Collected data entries

--

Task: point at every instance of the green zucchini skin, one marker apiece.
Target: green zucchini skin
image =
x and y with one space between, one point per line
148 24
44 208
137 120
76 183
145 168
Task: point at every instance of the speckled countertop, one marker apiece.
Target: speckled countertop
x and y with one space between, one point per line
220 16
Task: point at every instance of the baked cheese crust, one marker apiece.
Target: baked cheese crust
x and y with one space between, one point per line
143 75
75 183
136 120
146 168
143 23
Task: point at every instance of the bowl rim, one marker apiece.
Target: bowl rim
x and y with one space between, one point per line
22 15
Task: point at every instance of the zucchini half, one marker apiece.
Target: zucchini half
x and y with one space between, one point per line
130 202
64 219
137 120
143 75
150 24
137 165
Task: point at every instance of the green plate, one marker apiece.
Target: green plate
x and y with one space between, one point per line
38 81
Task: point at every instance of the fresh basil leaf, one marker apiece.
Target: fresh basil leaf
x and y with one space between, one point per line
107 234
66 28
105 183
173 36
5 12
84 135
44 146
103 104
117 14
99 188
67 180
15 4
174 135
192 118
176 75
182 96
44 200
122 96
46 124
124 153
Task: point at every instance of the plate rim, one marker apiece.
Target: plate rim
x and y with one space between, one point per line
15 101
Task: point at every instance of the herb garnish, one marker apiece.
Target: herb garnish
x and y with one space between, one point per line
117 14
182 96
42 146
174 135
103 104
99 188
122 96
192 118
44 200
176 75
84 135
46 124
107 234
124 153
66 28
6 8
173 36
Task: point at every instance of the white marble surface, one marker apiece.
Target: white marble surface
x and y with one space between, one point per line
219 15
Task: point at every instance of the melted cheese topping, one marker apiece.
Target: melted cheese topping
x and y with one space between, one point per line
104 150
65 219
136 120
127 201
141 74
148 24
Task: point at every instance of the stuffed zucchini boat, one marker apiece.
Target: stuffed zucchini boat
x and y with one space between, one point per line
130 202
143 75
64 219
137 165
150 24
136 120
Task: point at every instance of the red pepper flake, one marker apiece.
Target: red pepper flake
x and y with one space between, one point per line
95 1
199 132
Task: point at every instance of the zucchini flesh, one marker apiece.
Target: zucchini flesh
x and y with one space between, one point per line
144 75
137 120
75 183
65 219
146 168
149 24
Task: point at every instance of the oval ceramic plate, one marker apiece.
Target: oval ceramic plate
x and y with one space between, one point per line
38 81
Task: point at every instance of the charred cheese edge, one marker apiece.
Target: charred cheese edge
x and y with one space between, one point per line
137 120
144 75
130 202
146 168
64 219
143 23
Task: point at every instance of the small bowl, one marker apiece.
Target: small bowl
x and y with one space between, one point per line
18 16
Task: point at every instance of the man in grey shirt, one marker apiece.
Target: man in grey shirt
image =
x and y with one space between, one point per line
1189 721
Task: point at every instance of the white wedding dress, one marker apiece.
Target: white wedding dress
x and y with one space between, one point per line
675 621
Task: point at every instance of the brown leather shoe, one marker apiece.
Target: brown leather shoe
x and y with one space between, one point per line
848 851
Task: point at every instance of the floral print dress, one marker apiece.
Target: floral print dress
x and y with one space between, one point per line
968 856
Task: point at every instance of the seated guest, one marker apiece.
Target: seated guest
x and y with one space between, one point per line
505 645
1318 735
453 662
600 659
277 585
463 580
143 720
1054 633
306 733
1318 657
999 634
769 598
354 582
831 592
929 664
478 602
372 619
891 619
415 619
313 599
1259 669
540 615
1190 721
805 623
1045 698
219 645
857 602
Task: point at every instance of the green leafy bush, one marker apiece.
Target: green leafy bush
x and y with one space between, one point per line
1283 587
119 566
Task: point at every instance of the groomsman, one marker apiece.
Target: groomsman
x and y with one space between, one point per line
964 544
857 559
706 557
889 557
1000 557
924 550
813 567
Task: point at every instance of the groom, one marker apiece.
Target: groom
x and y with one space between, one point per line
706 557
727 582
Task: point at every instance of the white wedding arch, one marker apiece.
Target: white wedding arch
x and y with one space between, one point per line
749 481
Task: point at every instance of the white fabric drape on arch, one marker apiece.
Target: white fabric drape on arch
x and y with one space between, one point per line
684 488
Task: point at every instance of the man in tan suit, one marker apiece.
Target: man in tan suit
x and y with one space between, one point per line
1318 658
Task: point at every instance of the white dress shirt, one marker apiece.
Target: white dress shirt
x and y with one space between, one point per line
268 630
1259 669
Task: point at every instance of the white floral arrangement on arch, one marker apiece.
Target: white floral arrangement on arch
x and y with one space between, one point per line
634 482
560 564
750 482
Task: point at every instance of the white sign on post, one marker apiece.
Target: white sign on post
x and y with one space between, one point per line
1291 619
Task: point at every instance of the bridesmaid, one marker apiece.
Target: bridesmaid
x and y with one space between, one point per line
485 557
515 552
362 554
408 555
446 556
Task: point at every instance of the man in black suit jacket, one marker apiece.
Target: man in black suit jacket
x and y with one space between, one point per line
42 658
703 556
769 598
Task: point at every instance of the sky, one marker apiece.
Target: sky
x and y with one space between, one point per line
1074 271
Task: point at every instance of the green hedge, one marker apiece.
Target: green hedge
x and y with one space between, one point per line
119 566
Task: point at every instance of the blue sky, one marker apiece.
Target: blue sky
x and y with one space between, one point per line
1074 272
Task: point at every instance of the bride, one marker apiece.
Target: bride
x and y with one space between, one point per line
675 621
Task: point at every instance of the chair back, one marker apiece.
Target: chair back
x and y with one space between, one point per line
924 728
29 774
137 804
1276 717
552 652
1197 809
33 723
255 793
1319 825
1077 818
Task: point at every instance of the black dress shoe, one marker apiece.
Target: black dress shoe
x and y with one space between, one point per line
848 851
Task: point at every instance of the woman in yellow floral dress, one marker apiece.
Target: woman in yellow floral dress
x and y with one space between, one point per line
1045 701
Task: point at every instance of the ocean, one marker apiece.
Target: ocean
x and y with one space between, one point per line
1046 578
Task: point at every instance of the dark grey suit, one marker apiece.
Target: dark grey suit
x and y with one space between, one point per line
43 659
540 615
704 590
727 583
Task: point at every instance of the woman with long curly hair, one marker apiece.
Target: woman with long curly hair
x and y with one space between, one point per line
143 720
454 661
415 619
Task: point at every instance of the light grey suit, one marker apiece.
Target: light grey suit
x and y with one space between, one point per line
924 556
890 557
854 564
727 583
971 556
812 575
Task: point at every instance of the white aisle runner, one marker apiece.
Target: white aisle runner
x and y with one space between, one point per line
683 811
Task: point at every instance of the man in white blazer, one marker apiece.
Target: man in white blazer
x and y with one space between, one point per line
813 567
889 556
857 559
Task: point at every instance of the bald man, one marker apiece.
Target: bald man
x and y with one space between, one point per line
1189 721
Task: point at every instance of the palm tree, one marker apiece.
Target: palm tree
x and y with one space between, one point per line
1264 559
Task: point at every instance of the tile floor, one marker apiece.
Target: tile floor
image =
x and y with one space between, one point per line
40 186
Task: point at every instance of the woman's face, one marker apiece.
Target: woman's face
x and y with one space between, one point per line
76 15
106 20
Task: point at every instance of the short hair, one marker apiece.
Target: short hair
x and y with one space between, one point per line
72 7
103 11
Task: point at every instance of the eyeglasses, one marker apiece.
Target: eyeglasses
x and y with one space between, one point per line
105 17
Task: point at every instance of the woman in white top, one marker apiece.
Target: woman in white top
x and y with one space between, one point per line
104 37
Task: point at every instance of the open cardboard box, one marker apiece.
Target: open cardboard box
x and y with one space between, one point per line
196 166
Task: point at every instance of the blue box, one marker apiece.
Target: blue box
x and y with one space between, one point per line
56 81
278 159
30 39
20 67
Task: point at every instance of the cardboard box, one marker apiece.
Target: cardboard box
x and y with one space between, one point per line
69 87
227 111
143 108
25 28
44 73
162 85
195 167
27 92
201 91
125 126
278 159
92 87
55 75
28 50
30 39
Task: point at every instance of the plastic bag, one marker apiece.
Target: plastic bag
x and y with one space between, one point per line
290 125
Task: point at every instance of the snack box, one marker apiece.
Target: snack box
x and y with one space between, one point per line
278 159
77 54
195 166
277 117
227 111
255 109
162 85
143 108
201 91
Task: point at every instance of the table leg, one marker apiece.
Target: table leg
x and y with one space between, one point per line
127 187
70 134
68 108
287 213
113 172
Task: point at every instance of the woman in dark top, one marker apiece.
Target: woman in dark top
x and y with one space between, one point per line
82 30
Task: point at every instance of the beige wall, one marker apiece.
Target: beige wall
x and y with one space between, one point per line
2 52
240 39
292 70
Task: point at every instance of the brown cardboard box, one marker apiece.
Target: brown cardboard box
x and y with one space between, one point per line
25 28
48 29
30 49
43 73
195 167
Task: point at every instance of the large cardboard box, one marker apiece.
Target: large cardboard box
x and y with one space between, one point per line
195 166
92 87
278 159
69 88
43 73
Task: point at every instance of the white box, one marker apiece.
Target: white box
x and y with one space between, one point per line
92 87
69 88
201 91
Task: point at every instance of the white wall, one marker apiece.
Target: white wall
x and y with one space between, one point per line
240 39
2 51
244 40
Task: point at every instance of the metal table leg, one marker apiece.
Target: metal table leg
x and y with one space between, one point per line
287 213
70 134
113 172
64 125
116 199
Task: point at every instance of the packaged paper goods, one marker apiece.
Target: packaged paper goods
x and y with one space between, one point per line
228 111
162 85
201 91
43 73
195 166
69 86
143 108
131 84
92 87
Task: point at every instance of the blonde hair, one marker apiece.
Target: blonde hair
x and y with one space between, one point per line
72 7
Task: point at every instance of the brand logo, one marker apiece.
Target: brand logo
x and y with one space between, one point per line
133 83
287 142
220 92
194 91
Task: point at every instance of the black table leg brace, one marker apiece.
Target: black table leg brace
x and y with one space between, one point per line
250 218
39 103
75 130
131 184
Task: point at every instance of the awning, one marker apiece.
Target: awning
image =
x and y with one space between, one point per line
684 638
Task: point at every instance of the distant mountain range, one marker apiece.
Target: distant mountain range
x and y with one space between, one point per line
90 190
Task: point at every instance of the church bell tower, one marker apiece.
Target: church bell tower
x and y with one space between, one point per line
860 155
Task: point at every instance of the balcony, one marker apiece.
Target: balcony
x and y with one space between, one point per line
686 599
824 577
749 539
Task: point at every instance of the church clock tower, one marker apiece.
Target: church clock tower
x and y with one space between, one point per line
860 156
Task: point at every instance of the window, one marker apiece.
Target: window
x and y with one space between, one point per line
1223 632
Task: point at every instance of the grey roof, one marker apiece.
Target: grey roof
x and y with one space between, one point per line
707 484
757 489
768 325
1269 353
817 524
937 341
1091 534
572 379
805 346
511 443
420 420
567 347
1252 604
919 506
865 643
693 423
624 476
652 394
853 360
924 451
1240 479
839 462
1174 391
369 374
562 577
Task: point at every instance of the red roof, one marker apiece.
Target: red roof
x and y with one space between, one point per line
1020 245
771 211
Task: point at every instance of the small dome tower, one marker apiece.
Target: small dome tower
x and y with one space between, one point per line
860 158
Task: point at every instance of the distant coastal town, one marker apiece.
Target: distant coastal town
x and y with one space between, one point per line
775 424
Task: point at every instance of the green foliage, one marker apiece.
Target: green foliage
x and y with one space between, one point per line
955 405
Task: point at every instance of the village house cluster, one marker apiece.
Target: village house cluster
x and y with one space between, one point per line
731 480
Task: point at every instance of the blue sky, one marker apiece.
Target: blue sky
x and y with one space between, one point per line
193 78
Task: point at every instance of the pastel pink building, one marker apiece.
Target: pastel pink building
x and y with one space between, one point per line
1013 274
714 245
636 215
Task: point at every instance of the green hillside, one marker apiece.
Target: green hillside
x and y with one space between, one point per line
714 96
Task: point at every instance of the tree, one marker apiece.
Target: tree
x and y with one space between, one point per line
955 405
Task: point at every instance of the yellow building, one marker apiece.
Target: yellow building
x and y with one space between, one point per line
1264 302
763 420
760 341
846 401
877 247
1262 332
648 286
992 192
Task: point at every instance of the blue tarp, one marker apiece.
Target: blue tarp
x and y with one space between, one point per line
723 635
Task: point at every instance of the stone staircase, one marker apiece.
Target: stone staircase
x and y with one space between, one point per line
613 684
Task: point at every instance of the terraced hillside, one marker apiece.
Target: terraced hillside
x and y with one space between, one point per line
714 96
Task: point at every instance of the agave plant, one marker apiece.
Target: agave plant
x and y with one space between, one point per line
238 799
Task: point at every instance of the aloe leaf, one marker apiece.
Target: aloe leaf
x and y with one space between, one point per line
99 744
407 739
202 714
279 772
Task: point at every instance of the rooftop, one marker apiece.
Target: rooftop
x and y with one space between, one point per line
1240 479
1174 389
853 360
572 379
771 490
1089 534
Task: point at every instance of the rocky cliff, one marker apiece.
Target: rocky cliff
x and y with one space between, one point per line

--

Look through the entries above and quote exactly the lines from the line with "Target: blue box" to the line with "Target: plastic bag", counting both of those lines.

### Response
Target: blue box
x and y with one space between, one point per line
56 81
278 159
30 39
20 67
Task: point at every instance of the cardboard box, one marker apiece.
Target: cardboard box
x and y with one space between, one point per line
69 87
227 111
143 108
25 28
44 73
162 85
195 167
27 92
201 91
125 126
278 159
92 87
55 75
28 50
30 39
Task: point at every instance of the plastic bag, one marker apiece.
Target: plastic bag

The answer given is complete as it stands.